**** Data

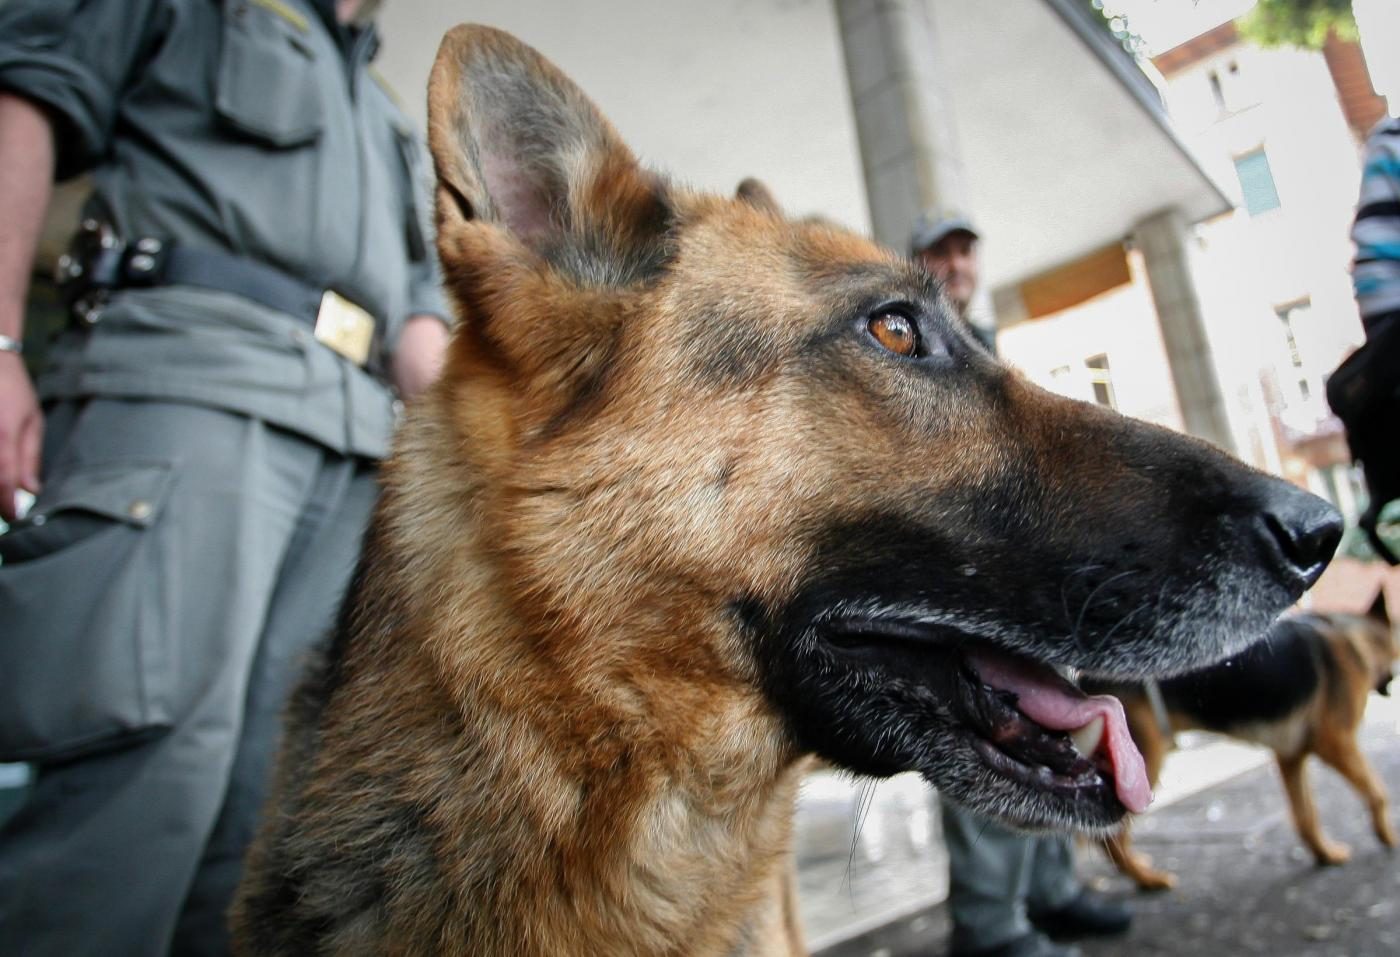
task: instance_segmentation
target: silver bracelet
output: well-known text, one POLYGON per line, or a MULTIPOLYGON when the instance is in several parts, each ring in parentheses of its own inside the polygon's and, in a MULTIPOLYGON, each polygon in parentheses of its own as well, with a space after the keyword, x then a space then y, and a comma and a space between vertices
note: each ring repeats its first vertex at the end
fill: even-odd
POLYGON ((19 355, 24 351, 24 343, 18 339, 11 339, 4 333, 0 333, 0 352, 13 352, 19 355))

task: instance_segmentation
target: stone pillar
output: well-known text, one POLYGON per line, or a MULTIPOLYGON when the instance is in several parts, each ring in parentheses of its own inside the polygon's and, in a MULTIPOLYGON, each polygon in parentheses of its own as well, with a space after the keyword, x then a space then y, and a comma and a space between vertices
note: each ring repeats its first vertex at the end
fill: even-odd
POLYGON ((1154 213, 1137 224, 1134 239, 1147 267, 1186 431, 1233 453, 1230 420, 1191 276, 1186 221, 1175 209, 1154 213))
POLYGON ((906 251, 925 211, 969 215, 924 0, 836 0, 875 238, 906 251))

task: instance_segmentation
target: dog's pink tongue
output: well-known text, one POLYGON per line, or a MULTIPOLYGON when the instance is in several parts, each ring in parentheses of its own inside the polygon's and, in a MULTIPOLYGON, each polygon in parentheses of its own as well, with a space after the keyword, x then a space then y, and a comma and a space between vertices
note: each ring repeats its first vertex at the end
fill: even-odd
POLYGON ((1086 695, 1048 668, 1001 655, 972 652, 972 666, 983 681, 1016 696, 1016 707, 1036 724, 1051 731, 1077 731, 1095 718, 1103 718, 1104 747, 1113 765, 1118 800, 1135 814, 1152 803, 1152 787, 1142 753, 1128 733, 1123 703, 1112 695, 1086 695))

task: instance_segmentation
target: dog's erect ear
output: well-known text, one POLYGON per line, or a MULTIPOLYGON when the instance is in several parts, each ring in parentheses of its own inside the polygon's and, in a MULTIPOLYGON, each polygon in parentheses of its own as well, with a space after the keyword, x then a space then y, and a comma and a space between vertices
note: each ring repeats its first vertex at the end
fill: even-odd
POLYGON ((473 401, 549 429, 596 393, 627 292, 671 255, 666 186, 568 77, 488 27, 443 39, 428 146, 443 285, 462 320, 443 378, 505 389, 473 401))
POLYGON ((778 205, 778 200, 774 198, 773 193, 762 180, 754 179, 752 176, 745 177, 739 183, 739 188, 734 195, 754 209, 761 209, 763 212, 772 213, 775 216, 783 214, 783 208, 778 205))
POLYGON ((444 37, 428 143, 448 232, 495 223, 593 286, 631 281, 664 253, 659 178, 568 77, 510 34, 463 25, 444 37))

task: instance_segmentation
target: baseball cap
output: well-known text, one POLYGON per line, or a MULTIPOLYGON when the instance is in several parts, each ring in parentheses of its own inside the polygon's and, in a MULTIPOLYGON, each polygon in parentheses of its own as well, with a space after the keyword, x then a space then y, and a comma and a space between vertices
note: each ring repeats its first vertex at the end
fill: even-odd
POLYGON ((966 216, 924 213, 914 223, 914 229, 909 236, 909 253, 913 255, 922 252, 952 233, 968 233, 973 239, 982 238, 973 228, 972 220, 966 216))

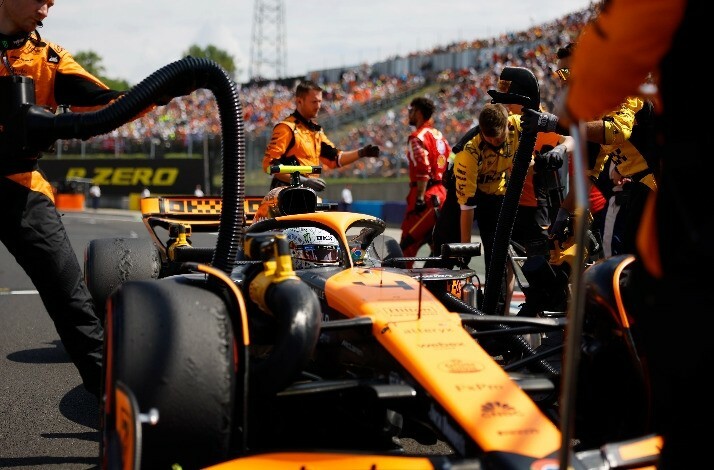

********

Please retype the records above exactly, leaving every image out.

Written answer:
task: instance_segmentation
target: silver bracelet
output: well-known text, one POLYGON per line, or a MULTIPOLYGON when the instance is in several parts, each ring in parentheses of its own inside the polygon's and, in a MULTIPOLYGON, each polygon in parentheses of its own as well, with a space after the keyword, x then a space then y, and a comma and a space between vertices
note: each ring repeats its first vertex at the end
fill: even-odd
POLYGON ((19 355, 24 351, 24 343, 18 339, 11 339, 4 333, 0 333, 0 352, 13 352, 19 355))

task: instance_segmentation
target: stone pillar
output: well-known text, one POLYGON per line, or a MULTIPOLYGON when the instance is in several parts, each ring in parentheses of its own inside the polygon's and, in a MULTIPOLYGON, each polygon in parentheses of its own as well, with a space after the keyword, x then a space then y, and a comma and a space between vertices
note: each ring repeats its first vertex at the end
fill: even-odd
POLYGON ((1154 213, 1137 224, 1134 239, 1147 267, 1186 431, 1233 453, 1230 420, 1191 276, 1186 221, 1175 209, 1154 213))
POLYGON ((906 251, 925 211, 969 215, 924 0, 836 0, 875 238, 906 251))

task: instance_segmentation
target: dog's pink tongue
output: well-known text, one POLYGON per line, or a MULTIPOLYGON when the instance is in several parts, each ring in parentheses of its own inside the polygon's and, in a MULTIPOLYGON, each polygon in parentheses of its own as well, with a space after the keyword, x then a space then y, and a comma and a space between vertices
note: each ring repeats its first vertex at the end
fill: even-odd
POLYGON ((1086 695, 1048 668, 1001 655, 972 652, 972 666, 983 681, 1016 696, 1016 707, 1036 724, 1051 731, 1077 731, 1095 718, 1103 718, 1104 747, 1113 765, 1118 800, 1135 814, 1152 803, 1152 787, 1142 753, 1128 733, 1123 703, 1112 695, 1086 695))

task: instance_segmentation
target: dog's erect ear
output: well-known text, one POLYGON per line, or a MULTIPOLYGON when the instance is in several parts, each ring in parentheses of its own inside the polygon's and, in a MULTIPOLYGON, each polygon in parentheses of its own as well, with a space after the keyword, x then a space then y, and a comma and a space between vertices
note: each ring repeats its first vertex at the end
fill: even-odd
POLYGON ((473 401, 549 429, 596 393, 627 292, 671 255, 666 186, 568 77, 488 27, 443 39, 428 146, 443 285, 462 320, 443 378, 505 389, 473 401))
POLYGON ((778 205, 778 200, 774 198, 773 193, 762 180, 754 179, 752 176, 745 177, 739 183, 739 188, 734 195, 754 209, 761 209, 763 212, 772 213, 775 216, 783 214, 783 208, 778 205))
POLYGON ((444 37, 428 143, 448 232, 495 223, 593 286, 631 281, 664 253, 659 178, 568 77, 510 34, 463 25, 444 37))

task: instance_segmentation
target: baseball cap
output: well-known text, one POLYGON per line, or a MULTIPOLYGON when the instance is in several parts, each ring in parentheses of its own inside the polygon's and, in a MULTIPOLYGON, each polygon in parentheses of its own as well, with a space after the keyword, x then a space then y, and a comma and a space between vertices
note: each ring repeats its first vertex at the end
fill: even-odd
POLYGON ((966 216, 924 213, 914 223, 914 229, 909 236, 909 253, 913 255, 922 252, 952 233, 968 233, 973 239, 982 238, 973 228, 972 220, 966 216))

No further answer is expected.